**Exercise:** Rewrite the whole listing, substituting "find" for every "locate" and keeping everything else as it is.

Excerpts from labeled region data
######
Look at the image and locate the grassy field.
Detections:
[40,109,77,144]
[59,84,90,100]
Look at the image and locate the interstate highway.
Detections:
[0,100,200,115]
######
**Answer in full:**
Look at the image and find the grassy field.
Detections:
[40,109,77,144]
[59,84,90,100]
Look at the image and find the interstate highway.
Detections:
[0,100,200,115]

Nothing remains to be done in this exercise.